Items from a labeling collection:

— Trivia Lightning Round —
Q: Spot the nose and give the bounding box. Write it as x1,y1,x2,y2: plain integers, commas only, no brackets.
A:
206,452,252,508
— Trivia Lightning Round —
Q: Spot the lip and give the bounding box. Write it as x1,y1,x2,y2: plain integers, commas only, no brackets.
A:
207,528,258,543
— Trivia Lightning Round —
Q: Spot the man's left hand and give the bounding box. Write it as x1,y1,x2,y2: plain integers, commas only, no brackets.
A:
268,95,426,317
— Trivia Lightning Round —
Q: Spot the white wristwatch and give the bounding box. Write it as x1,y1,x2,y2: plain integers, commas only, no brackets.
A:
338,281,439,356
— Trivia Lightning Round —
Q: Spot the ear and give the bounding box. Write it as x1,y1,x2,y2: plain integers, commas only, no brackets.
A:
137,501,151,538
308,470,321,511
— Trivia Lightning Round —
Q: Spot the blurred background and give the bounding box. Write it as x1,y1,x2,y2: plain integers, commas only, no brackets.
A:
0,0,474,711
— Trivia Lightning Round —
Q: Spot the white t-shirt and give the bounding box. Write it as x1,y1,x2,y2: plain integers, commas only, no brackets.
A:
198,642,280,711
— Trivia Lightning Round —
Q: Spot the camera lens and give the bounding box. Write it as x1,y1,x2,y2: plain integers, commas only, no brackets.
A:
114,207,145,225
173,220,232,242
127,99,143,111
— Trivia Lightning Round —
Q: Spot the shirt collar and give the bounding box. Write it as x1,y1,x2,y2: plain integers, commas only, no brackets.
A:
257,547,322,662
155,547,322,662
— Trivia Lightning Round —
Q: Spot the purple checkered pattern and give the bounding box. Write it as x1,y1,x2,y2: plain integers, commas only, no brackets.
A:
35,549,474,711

Exercise objective: Please lay out every line of the entries above as a Markdown table with two columns, Row for the row number and Line for the line itself, and skip any blank lines.

Exercise solution:
| Row | Line |
|---|---|
| 1 | — Trivia Lightning Round — |
| 2 | Q: Spot the nose and give the bounding box. Write it as x1,y1,x2,y2: plain integers, commas only, no brackets. |
| 3 | A: |
| 4 | 206,452,252,508 |
| 5 | — Trivia Lightning Round — |
| 6 | Q: Spot the lip and give the bounding box. Write it as x1,y1,x2,y2: plain integers, commas only, no brackets. |
| 7 | A: |
| 8 | 207,528,258,543 |
| 9 | — Trivia Lightning Round — |
| 10 | Q: Spot the man's left hand and give the bounding box. Write it as x1,y1,x2,y2: plain integers, commas only, no brackets. |
| 11 | A: |
| 12 | 268,95,426,317 |
| 13 | — Trivia Lightning Round — |
| 14 | Q: Spot the white wristwatch and give the bounding box. Write it as x1,y1,x2,y2: plain integers, commas only, no brackets. |
| 15 | A: |
| 16 | 338,281,439,356 |
| 17 | — Trivia Lightning Round — |
| 18 | Q: Spot the ear and give the bounding box. Write it as x1,y1,x2,y2: plain integers, commas only, no brackets. |
| 19 | A: |
| 20 | 137,501,151,538 |
| 21 | 308,470,321,511 |
| 22 | — Trivia Lightning Round — |
| 23 | Q: Spot the blurred background and give the bounding box. Write it as x1,y1,x2,y2: plain integers, commas only, no brackets. |
| 24 | A: |
| 25 | 0,0,474,711 |
| 26 | — Trivia Lightning Round — |
| 27 | Q: Spot the white t-shirt and give the bounding box. Write it as x1,y1,x2,y2: plain integers, commas only, no brackets. |
| 28 | A: |
| 29 | 198,642,280,711 |
| 30 | — Trivia Lightning Round — |
| 31 | Q: Spot the camera lens and give the bounding box. Write it as x1,y1,x2,y2: plain integers, commas only, no brackets. |
| 32 | A: |
| 33 | 114,207,145,225 |
| 34 | 173,220,232,242 |
| 35 | 127,99,143,111 |
| 36 | — Trivia Lightning Round — |
| 37 | Q: Spot the shirt collar and give the bounding box. Write it as x1,y1,x2,y2: plain integers, commas only, no brackets. |
| 38 | A: |
| 39 | 257,547,322,662 |
| 40 | 155,547,322,662 |
| 41 | — Trivia Lightning Round — |
| 42 | Q: Spot the purple checkered pattern and give the bounding box. Write it as x1,y1,x2,y2: plain integers, commas only, no brackets. |
| 43 | A: |
| 44 | 35,549,474,711 |